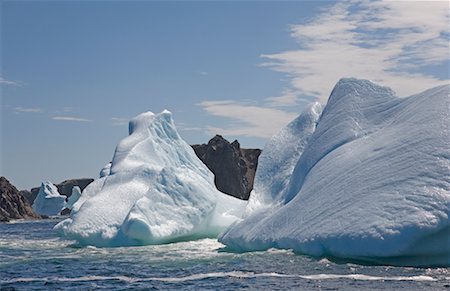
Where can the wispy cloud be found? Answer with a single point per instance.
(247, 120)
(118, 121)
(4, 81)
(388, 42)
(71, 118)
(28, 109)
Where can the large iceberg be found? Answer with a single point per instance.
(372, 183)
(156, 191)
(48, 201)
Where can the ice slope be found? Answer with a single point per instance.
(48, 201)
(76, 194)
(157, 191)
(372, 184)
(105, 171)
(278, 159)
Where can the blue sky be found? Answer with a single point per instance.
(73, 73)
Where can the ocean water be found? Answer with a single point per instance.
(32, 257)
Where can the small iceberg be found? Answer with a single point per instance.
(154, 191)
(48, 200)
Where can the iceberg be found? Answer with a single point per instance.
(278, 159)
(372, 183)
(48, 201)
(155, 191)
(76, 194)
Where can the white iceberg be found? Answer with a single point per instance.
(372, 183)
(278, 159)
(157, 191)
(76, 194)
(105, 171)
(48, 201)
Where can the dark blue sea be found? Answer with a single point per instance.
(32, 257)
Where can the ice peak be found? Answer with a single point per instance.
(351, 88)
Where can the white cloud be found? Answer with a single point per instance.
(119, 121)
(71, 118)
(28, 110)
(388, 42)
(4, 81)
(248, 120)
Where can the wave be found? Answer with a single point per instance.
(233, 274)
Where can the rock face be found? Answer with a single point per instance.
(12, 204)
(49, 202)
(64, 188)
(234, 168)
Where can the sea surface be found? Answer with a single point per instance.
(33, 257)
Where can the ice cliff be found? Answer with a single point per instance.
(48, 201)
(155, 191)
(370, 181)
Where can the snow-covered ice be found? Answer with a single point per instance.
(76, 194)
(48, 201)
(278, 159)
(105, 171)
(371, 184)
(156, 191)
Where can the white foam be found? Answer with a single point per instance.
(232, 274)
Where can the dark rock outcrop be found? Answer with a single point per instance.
+++
WHAT THE EXERCISE ASKS » Every entry above should be returned exactly, with no images included.

WRITTEN SOLUTION »
Where can the wispy cloud be found? Answer with a single point per instance.
(247, 120)
(118, 121)
(4, 81)
(388, 42)
(71, 118)
(28, 109)
Where can the large iceberg be found? Answer with a single point per instance.
(372, 183)
(156, 191)
(48, 201)
Where can the ice slope be found? Answer with a single point per instance.
(48, 201)
(76, 194)
(157, 191)
(372, 184)
(105, 171)
(278, 159)
Where can the blue sky be found? Answer with a single point per instance.
(73, 73)
Where can the ocean water be found? Answer with a single point per instance.
(32, 257)
Where can the small iceberg be found? Answer with a single point per instance.
(154, 191)
(48, 200)
Where can the iceberg be found? Answer with a single point per instance.
(278, 159)
(372, 183)
(48, 201)
(155, 191)
(76, 194)
Where can the white iceberg be found? Answer with a single point per instance.
(372, 183)
(278, 159)
(157, 191)
(76, 194)
(105, 171)
(48, 201)
Where can the dark blue sea be found? Answer with a single point per instance.
(32, 257)
Where can the ice peak be found? Answer with a single point per instance.
(351, 88)
Where can the white cloud be found? Answer with a single point per instance.
(119, 121)
(71, 118)
(28, 110)
(388, 42)
(4, 81)
(248, 120)
Where can the wave be found? Answer with a single point per instance.
(233, 274)
Where can the rock face be found? Answer with a single point per instance.
(12, 204)
(49, 202)
(64, 188)
(234, 168)
Where can the sea surface be found? Answer with a single point per instance.
(33, 257)
Where can the ice cliff be found? Answer with a single point per instance.
(48, 201)
(155, 191)
(370, 181)
Where can the snow-covered ice be found? Answer with a single point per instance.
(76, 194)
(48, 201)
(278, 159)
(105, 171)
(371, 184)
(156, 191)
Where can the white foam be found? Answer with a single point per instance.
(232, 274)
Where can the dark rock outcrop be found? Answer with a single point per instance.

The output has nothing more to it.